Reproduce each of the records below word for word, keeping them in the same order.
+--
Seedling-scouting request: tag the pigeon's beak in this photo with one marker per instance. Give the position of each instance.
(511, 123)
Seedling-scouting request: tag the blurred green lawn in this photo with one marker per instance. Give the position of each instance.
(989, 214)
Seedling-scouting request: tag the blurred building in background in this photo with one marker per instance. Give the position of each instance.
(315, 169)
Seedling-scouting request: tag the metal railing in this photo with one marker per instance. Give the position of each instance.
+--
- RESULT OF THIS EXERCISE -
Seedling-scouting request: tag the pigeon's beak in this photo with one marker per instance. Give the position of each instance.
(511, 123)
Seedling-scouting request: tag the blurred green lawn in this photo with one marker per instance. Give the position of each instance.
(989, 214)
Seedling-scouting request: tag the blurred building in background in this photo with one marker per instance. Give the position of each instance.
(315, 169)
Seedling-scouting request: tag the metal railing in this photo with one marker per instance. Give the position of each instance.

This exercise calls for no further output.